SHORT TASK
Copy all of the records below word for word, line by line, leaving nothing out.

[Dataset excerpts on object pointing]
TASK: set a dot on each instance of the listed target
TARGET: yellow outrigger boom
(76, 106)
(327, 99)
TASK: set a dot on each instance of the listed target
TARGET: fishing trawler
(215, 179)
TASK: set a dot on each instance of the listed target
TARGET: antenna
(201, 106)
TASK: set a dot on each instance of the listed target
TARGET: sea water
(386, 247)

SOLUTION FOR THIS TASK
TASK: set a dot on each instance of the listed target
TARGET: yellow outrigger boom
(76, 106)
(327, 99)
TASK: set a dot on each instance of the listed target
TARGET: fishing trawler
(215, 179)
TASK: set a dot on each instance of the listed target
TARGET: antenna
(201, 106)
TASK: set a dot on each instance of the listed target
TARGET: sea water
(386, 247)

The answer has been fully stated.